[START OF Input data]

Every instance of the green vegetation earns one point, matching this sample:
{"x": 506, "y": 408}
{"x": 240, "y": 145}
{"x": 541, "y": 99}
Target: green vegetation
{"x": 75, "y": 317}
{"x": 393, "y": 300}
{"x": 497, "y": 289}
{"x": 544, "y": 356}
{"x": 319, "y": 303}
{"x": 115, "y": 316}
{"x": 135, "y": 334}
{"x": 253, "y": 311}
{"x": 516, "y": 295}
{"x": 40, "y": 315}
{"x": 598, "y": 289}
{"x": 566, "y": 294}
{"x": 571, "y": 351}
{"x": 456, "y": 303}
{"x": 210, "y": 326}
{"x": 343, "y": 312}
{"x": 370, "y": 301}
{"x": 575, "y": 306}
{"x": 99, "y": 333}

[END OF Input data]

- [What is expected]:
Extract each line of the data above and reproduce it verbatim, in the same order.

- [Full response]:
Every instance of the green vegetation earns one point, matching this sample:
{"x": 506, "y": 408}
{"x": 240, "y": 145}
{"x": 541, "y": 99}
Target: green vegetation
{"x": 75, "y": 317}
{"x": 393, "y": 300}
{"x": 497, "y": 289}
{"x": 544, "y": 356}
{"x": 319, "y": 303}
{"x": 115, "y": 316}
{"x": 135, "y": 334}
{"x": 253, "y": 311}
{"x": 516, "y": 295}
{"x": 40, "y": 315}
{"x": 598, "y": 289}
{"x": 566, "y": 294}
{"x": 571, "y": 351}
{"x": 456, "y": 303}
{"x": 210, "y": 326}
{"x": 343, "y": 312}
{"x": 370, "y": 301}
{"x": 575, "y": 306}
{"x": 99, "y": 333}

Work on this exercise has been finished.